--- What you will do ---
Tally the lines in the records below that contain the string "spectator", and reply with the number alone.

--- Dataset records ---
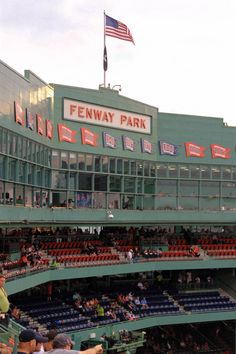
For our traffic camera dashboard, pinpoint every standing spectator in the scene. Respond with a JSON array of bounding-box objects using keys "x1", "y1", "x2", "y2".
[
  {"x1": 127, "y1": 249, "x2": 133, "y2": 263},
  {"x1": 0, "y1": 274, "x2": 9, "y2": 313}
]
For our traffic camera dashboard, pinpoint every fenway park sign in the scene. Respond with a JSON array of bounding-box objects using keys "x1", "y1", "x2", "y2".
[{"x1": 63, "y1": 98, "x2": 151, "y2": 134}]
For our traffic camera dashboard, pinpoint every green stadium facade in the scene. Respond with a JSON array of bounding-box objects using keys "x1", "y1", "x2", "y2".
[{"x1": 0, "y1": 57, "x2": 236, "y2": 348}]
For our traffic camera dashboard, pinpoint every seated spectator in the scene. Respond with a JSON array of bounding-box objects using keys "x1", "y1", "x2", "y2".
[
  {"x1": 96, "y1": 303, "x2": 105, "y2": 320},
  {"x1": 44, "y1": 329, "x2": 58, "y2": 352},
  {"x1": 137, "y1": 280, "x2": 147, "y2": 291},
  {"x1": 189, "y1": 245, "x2": 200, "y2": 257},
  {"x1": 17, "y1": 329, "x2": 48, "y2": 354},
  {"x1": 10, "y1": 306, "x2": 21, "y2": 320},
  {"x1": 140, "y1": 296, "x2": 148, "y2": 309},
  {"x1": 52, "y1": 333, "x2": 103, "y2": 354},
  {"x1": 0, "y1": 343, "x2": 13, "y2": 354}
]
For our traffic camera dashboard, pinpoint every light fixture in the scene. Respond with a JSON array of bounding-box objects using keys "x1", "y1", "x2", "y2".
[
  {"x1": 111, "y1": 85, "x2": 122, "y2": 91},
  {"x1": 107, "y1": 210, "x2": 114, "y2": 219}
]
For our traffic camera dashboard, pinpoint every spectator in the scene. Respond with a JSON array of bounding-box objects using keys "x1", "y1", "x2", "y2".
[
  {"x1": 0, "y1": 274, "x2": 9, "y2": 313},
  {"x1": 0, "y1": 343, "x2": 13, "y2": 354},
  {"x1": 127, "y1": 249, "x2": 133, "y2": 263},
  {"x1": 96, "y1": 303, "x2": 105, "y2": 320},
  {"x1": 48, "y1": 333, "x2": 103, "y2": 354},
  {"x1": 44, "y1": 329, "x2": 58, "y2": 352},
  {"x1": 17, "y1": 329, "x2": 48, "y2": 354}
]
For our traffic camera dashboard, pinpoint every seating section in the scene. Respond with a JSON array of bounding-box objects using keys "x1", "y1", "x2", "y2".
[
  {"x1": 14, "y1": 287, "x2": 236, "y2": 332},
  {"x1": 171, "y1": 291, "x2": 236, "y2": 312},
  {"x1": 57, "y1": 253, "x2": 120, "y2": 266}
]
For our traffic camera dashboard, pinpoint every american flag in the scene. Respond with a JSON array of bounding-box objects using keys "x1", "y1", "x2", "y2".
[{"x1": 105, "y1": 15, "x2": 134, "y2": 44}]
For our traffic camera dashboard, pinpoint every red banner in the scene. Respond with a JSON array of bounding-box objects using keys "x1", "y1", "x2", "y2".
[
  {"x1": 211, "y1": 144, "x2": 231, "y2": 159},
  {"x1": 185, "y1": 142, "x2": 206, "y2": 157},
  {"x1": 46, "y1": 119, "x2": 53, "y2": 139},
  {"x1": 14, "y1": 101, "x2": 25, "y2": 125},
  {"x1": 57, "y1": 123, "x2": 77, "y2": 143},
  {"x1": 37, "y1": 114, "x2": 44, "y2": 135},
  {"x1": 81, "y1": 128, "x2": 97, "y2": 146}
]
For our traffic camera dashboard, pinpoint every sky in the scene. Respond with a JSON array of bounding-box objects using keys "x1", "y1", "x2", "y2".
[{"x1": 0, "y1": 0, "x2": 236, "y2": 126}]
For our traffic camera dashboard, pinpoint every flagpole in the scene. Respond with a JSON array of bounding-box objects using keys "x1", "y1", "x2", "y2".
[{"x1": 103, "y1": 11, "x2": 106, "y2": 87}]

--- Written reply ---
3